> **PARTS OF THE EXERCISE**:
1: Taking only the final sentence of the opinion text about Osama and Bush's policies, the one beginning "Invading a country," list every action it names.
2: Express the stretch of the records from the line containing "the tricycle canopy" through the line containing "(1249, 565)" as a JSON list of strings, one string per line, with blank lines omitted.

> **EXTRACTED TEXT**:
^^^^^^^^
I think our first issues with Terrorism of Osama were a specific dislike for America originating from our refusal to further finance/equip/support him in terrorist/military activity other than Afghanistan. That combined with a religious fanaticism over several years of festering hatred for all things American developed into the Tower bombing and eventually 911.

Then in retaliation we started hunting Osama in Afghanistan where we know large amounts of his followers and likely he himself is, and this is exactly what we should have done and was the only point in the last 5+years I have ever supported Bush's policies. Then everything went to 5h!7, Bush for whatever reason went on his thing about WMD, started invading countries, pissing off world leaders, supporting one countries rights and condemning others, labeling countries as Axis of Evil. Invading a country that had nothing to do with 911, rushing negotiation, unseating leaders, occupying countries, and then torturing people who have never been charged with anything.
^^^^^^^^
> **RECORDS FOR THIS TASK**:
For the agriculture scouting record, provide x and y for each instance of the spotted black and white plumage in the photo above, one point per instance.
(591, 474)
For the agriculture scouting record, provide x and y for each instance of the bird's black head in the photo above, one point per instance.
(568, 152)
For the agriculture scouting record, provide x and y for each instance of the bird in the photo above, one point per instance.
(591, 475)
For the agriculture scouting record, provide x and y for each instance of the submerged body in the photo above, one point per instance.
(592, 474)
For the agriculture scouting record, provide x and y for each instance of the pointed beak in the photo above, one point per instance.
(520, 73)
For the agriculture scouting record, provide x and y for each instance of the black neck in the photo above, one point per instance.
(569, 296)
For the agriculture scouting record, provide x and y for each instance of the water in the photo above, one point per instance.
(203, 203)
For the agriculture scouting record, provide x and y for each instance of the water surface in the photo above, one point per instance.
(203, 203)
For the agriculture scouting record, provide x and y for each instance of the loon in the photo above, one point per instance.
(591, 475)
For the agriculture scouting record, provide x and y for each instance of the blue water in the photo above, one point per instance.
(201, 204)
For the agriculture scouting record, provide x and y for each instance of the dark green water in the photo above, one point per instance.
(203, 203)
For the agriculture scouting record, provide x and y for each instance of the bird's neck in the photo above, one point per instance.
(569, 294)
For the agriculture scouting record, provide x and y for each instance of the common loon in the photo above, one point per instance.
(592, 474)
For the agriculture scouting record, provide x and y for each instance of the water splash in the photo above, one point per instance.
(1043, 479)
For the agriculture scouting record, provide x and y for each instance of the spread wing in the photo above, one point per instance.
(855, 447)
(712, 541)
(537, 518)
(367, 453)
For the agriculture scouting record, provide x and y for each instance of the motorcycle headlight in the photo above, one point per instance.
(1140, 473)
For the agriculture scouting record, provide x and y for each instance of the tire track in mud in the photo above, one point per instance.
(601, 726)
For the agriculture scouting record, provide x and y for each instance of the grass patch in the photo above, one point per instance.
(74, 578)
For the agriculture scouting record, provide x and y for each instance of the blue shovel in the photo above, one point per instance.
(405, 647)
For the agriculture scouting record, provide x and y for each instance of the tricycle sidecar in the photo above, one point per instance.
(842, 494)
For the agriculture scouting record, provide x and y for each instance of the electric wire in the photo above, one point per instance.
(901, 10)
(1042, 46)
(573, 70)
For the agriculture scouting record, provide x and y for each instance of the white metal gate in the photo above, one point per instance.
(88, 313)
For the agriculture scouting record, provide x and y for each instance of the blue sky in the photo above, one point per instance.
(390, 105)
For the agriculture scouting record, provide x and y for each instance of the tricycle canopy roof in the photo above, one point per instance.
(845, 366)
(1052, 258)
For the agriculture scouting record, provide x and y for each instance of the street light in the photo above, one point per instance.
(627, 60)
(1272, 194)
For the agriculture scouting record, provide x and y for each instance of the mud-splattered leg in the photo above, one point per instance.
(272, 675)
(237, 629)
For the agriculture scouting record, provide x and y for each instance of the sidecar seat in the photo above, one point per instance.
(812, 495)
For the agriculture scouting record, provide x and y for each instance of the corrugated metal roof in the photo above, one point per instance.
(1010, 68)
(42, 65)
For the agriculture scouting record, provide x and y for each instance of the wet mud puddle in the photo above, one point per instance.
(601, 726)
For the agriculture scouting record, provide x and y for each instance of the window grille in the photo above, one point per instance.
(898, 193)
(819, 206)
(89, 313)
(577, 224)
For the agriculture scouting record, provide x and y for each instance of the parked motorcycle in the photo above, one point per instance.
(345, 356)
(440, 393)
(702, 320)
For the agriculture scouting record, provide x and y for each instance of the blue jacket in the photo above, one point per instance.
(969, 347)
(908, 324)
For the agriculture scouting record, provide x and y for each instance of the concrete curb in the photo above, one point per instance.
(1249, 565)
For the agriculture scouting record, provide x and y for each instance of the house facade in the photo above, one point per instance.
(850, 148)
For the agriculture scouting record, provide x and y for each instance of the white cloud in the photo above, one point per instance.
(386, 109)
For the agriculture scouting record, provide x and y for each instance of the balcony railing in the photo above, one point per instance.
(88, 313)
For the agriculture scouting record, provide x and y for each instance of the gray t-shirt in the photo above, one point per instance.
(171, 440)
^^^^^^^^
> **PER-TASK OUTPUTS**:
1:
- Invading a country that had nothing to do with 911
- rushing negotiation
- unseating leaders
- occupying countries
- torturing people who have never been charged with anything

2:
[
  "For the agriculture scouting record, provide x and y for each instance of the tricycle canopy roof in the photo above, one point per instance.",
  "(845, 366)",
  "(1052, 258)",
  "For the agriculture scouting record, provide x and y for each instance of the street light in the photo above, one point per instance.",
  "(627, 60)",
  "(1272, 194)",
  "For the agriculture scouting record, provide x and y for each instance of the mud-splattered leg in the photo above, one point per instance.",
  "(272, 675)",
  "(237, 629)",
  "For the agriculture scouting record, provide x and y for each instance of the sidecar seat in the photo above, one point per instance.",
  "(812, 495)",
  "For the agriculture scouting record, provide x and y for each instance of the corrugated metal roof in the photo above, one point per instance.",
  "(1010, 68)",
  "(42, 65)",
  "For the agriculture scouting record, provide x and y for each instance of the wet mud puddle in the photo above, one point per instance.",
  "(601, 726)",
  "For the agriculture scouting record, provide x and y for each instance of the window grille in the photo above, one point per instance.",
  "(898, 193)",
  "(819, 206)",
  "(89, 313)",
  "(577, 224)",
  "For the agriculture scouting record, provide x and y for each instance of the parked motorcycle in the photo above, one point per instance.",
  "(345, 356)",
  "(440, 393)",
  "(702, 320)",
  "For the agriculture scouting record, provide x and y for each instance of the blue jacket in the photo above, one point per instance.",
  "(969, 347)",
  "(908, 324)",
  "For the agriculture scouting record, provide x and y for each instance of the concrete curb in the photo above, one point per instance.",
  "(1249, 565)"
]